**WHAT THE EXERCISE ASKS**. Please count how many lines of the listing below contain the string "walking", with case counting, and give only that number.

**DATA EXTRACT**.
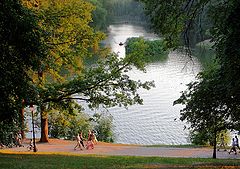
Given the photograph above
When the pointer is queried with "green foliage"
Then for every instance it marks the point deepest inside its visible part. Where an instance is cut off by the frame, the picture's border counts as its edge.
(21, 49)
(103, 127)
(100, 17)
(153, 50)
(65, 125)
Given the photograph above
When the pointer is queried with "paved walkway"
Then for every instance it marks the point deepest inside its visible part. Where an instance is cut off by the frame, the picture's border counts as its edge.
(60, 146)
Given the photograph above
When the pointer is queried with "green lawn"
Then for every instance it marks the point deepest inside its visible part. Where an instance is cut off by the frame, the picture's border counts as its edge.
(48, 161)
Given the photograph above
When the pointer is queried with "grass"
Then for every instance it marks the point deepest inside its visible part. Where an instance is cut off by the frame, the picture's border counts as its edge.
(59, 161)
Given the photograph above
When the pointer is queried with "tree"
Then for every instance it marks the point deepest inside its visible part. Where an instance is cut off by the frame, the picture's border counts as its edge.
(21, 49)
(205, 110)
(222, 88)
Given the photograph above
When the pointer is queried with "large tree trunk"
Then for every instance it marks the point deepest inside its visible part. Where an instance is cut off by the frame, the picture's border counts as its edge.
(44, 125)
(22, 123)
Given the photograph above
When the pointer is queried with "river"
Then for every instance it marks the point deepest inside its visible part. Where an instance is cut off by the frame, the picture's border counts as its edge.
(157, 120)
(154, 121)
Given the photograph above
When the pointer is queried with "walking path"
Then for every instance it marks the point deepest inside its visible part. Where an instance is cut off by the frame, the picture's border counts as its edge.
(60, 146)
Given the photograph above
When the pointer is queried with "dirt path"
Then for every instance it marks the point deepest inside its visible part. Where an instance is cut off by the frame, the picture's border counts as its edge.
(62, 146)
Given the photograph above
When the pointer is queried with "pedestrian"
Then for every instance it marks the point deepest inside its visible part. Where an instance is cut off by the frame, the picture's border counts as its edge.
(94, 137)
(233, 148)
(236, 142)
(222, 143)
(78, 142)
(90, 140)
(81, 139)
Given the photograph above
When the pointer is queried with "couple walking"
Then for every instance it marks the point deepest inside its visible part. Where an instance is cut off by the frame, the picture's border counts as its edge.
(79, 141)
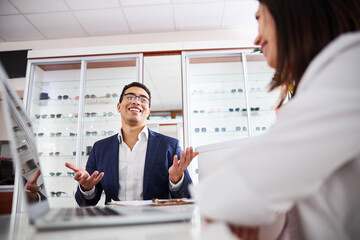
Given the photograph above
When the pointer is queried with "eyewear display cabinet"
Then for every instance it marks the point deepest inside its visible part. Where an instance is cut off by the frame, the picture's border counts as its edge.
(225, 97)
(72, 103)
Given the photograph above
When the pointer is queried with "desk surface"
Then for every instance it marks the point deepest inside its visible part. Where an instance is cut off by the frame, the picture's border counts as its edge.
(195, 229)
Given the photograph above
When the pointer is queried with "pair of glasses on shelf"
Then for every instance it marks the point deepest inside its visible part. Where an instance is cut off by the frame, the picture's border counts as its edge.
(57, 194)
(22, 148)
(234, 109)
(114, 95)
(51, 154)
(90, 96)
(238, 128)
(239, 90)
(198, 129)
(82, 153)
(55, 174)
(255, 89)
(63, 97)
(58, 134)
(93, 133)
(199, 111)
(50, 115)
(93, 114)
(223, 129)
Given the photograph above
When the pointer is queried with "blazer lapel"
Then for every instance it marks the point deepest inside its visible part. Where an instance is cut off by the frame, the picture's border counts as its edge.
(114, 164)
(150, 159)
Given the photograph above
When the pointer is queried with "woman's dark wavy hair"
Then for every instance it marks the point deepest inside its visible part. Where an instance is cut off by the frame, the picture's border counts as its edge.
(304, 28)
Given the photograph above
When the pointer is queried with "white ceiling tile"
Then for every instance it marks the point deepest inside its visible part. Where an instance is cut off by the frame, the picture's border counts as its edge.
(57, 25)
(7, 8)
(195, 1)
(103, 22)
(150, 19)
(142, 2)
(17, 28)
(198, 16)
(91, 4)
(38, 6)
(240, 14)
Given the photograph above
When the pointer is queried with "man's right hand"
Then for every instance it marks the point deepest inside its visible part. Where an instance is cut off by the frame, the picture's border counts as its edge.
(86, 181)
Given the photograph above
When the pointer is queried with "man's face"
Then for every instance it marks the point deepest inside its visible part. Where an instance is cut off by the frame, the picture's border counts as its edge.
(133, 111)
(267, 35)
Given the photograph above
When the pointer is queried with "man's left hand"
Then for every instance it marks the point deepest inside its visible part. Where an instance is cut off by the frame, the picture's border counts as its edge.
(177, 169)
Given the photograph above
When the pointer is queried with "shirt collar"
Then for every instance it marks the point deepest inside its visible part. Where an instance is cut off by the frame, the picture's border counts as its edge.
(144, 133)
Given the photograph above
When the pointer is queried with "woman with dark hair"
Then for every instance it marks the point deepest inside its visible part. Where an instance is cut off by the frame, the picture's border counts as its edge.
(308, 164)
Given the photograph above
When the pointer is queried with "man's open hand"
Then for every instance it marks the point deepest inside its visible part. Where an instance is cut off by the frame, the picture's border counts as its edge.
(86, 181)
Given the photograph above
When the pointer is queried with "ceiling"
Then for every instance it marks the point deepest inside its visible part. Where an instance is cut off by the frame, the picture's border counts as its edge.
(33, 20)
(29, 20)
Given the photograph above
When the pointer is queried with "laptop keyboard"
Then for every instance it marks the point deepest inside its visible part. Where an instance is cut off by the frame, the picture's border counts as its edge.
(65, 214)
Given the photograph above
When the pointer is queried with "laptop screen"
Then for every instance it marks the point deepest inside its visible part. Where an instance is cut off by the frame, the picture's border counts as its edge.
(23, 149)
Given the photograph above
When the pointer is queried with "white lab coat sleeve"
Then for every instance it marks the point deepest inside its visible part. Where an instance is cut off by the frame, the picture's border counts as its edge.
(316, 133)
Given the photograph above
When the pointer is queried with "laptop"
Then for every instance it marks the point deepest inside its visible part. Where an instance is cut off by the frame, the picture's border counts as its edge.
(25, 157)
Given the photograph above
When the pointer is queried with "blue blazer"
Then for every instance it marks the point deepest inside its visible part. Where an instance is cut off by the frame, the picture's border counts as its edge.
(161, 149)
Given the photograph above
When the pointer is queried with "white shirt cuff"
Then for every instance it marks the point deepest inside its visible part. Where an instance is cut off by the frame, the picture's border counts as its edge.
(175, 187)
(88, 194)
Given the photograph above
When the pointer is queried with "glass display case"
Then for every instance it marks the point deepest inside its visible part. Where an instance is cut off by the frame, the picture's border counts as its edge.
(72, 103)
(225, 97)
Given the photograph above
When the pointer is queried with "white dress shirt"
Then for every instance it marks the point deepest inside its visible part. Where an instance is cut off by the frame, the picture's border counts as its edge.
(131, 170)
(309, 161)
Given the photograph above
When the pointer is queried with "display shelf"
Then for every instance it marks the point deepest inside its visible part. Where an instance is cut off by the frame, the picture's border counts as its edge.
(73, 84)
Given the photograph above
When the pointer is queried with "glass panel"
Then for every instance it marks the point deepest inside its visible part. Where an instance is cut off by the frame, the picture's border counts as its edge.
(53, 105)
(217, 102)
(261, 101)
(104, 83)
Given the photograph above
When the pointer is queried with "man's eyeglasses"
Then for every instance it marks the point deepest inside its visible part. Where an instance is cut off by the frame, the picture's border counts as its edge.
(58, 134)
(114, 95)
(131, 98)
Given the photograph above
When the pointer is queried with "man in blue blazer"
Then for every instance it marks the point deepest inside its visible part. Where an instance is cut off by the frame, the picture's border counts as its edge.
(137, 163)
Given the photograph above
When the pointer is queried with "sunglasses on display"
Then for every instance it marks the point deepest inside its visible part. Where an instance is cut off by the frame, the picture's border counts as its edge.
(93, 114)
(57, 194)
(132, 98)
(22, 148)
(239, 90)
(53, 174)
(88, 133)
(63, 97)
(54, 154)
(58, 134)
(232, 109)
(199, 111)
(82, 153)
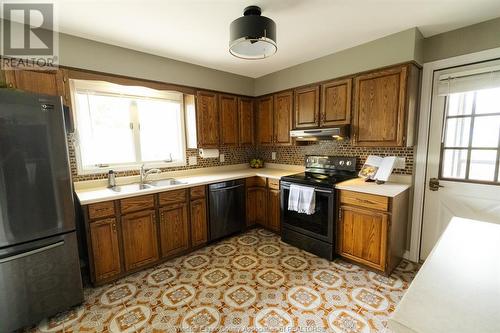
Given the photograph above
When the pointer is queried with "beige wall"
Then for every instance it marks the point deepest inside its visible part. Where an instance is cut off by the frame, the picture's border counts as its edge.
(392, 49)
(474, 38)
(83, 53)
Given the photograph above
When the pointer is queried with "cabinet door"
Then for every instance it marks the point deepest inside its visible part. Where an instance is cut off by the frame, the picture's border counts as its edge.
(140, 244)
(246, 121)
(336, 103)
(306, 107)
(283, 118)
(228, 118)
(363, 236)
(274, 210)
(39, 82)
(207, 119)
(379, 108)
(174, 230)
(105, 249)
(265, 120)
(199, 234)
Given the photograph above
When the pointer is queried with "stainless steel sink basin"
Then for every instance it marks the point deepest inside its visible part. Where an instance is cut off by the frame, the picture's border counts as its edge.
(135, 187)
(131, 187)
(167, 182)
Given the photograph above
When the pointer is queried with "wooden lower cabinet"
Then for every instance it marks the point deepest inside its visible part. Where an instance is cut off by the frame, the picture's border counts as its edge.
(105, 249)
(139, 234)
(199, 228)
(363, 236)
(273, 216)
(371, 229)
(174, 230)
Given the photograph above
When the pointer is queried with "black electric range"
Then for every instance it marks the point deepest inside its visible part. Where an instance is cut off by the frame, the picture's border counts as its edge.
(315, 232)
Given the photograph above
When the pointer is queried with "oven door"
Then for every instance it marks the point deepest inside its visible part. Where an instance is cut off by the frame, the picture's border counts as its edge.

**WRITTEN REPLY**. 2